Passage provided:

▼

The Miles M.11 Whitney Straight was a twin-seat monoplane specifically built for use by flying clubs and private owners. Its construction was primarily composed of wood, including spruce frames and three-ply birch covering. The Whitney Straight featured a fixed main undercarriage complete with aerodynamic fairings, along with a fixed tailwheel. Relatively comfortable accommodation for its pilot, a single passenger and their luggage, was provided within an enclosed 'side-by-side' cockpit. The cockpit was covered by a single-piece canopy comprising molded Perspex.

The wings of the Whitney Straight were relatively thick for the era; considerable effort had been put into their design to carefully define their drag properties. The wings were fitted with vacuum-operated split flaps; these were attributed as having enabled the type's relatively low takeoff speed of 50 mph, as well as the aircraft's high rate of climb. An alternative flap arrangement, that was noticeably more efficient and produced less drag while increasing lift coefficient, was experimented with during the later years of the prototype's flying career; it directly influenced the design of several subsequent aircraft.

While early production aircraft were powered by a single 130 hp de Havilland Gipsy Major I piston engine, alternative powerplants, such as the Villiers Maya and Menasco Pirate engines, were also used. While a fixed-pitch propeller was used on most aircraft, at least one aircraft was furnished with a variable-pitch propeller that, amongst other benefits, further shortened the takeoff distance required and boosted its initial rate of climb.

The Whitney Straight was routinely promoted as possessing a high level of safety, largely as a consequence of its favourable handling characteristics. F.G. Miles frequently performed relatively dramatic demonstrations to validate this claim, closing the throttle while in a steep climb and releasing the controls for the aircraft to return to level flight of its own accord after only a steep dive. Even when flown at relatively low altitudes, its recovery abilities were impressive.

==Operational history==
Numerous Whitney Straights participated in air racing events; in the 1937 King's Cup Race alone, one of the type placed second, while another came in fourth. Several Whitney Straights were also modified as engine test beds, as well as to test different flap designs.

On 28 June 1938, the sole M.11C (G-AEYI) to be built crashed at Harefield, Berkshire, resulting in the death of its test pilot, Wing Commander F.W. Stent.

Efforts were made by Miles to promote the Whitney Straight to military customers, including its pre-war submission as an army cooperation aircraft for the British Army. Shortly following the outbreak of the Second World War, the Air Ministry impressed 23 Whitney Straights into military service, in which capacity they were operated as communications aircraft. Twenty-one such aircraft were based in Britain, while one was stationed in India, and another in Egypt. At least one M.11A also served with the Fleet Air Arm between 1940 and 1943, while three were reportedly used by the Royal New Zealand Air Force.

▲

Task requirements:
1 - List every engine that the passage on the Miles M.11 Whitney Straight names as powering the aircraft.
2 - From the passage on the Miles M.11 Whitney Straight, set down word for word the part that opens with "Efforts were made" and closes with "Zealand Air Force.".

Extracted data:
▼

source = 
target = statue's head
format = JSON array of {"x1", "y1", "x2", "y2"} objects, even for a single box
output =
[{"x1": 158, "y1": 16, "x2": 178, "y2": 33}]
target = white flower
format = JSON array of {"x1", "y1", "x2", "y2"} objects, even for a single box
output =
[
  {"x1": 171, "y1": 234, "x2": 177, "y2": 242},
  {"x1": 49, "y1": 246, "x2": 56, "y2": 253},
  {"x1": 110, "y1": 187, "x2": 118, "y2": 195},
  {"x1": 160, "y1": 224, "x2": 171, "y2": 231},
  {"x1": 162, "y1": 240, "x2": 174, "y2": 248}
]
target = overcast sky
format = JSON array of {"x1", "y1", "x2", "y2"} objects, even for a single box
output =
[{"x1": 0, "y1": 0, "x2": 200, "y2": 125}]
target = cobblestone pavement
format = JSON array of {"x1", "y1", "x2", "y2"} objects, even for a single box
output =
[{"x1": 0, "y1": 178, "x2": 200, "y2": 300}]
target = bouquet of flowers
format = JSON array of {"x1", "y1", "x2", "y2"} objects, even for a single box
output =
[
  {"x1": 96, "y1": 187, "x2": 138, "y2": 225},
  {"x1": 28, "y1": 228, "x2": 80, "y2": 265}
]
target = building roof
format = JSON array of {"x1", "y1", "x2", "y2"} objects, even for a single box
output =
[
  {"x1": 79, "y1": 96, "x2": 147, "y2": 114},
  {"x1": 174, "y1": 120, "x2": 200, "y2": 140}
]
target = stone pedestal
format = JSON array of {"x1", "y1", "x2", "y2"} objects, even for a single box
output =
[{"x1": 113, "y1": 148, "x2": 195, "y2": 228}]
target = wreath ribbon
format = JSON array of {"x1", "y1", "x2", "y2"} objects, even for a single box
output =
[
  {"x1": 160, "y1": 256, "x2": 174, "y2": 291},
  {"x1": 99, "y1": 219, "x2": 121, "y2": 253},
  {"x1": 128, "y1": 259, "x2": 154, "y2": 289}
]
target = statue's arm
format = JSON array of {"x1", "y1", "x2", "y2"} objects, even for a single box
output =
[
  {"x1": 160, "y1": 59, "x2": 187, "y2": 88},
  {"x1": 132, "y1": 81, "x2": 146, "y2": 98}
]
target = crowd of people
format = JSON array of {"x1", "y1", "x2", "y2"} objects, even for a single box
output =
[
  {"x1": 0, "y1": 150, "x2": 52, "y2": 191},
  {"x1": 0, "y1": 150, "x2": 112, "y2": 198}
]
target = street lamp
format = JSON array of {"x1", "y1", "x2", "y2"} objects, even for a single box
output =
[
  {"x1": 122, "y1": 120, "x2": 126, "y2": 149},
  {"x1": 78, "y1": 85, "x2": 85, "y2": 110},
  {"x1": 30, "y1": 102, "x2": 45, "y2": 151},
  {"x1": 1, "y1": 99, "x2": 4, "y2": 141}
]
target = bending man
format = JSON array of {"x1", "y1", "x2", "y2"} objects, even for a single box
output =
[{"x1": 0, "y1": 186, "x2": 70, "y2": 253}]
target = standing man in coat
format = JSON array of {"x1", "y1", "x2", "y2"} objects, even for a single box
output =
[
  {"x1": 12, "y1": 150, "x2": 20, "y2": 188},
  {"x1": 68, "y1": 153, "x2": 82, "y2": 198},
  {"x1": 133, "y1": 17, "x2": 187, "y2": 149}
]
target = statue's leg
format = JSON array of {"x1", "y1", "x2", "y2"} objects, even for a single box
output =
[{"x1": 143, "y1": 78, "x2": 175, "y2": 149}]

▲

Answers by task:
1 -
de Havilland Gipsy Major I
Villiers Maya
Menasco Pirate

2 -
Efforts were made by Miles to promote the Whitney Straight to military customers, including its pre-war submission as an army cooperation aircraft for the British Army. Shortly following the outbreak of the Second World War, the Air Ministry impressed 23 Whitney Straights into military service, in which capacity they were operated as communications aircraft. Twenty-one such aircraft were based in Britain, while one was stationed in India, and another in Egypt. At least one M.11A also served with the Fleet Air Arm between 1940 and 1943, while three were reportedly used by the Royal New Zealand Air Force.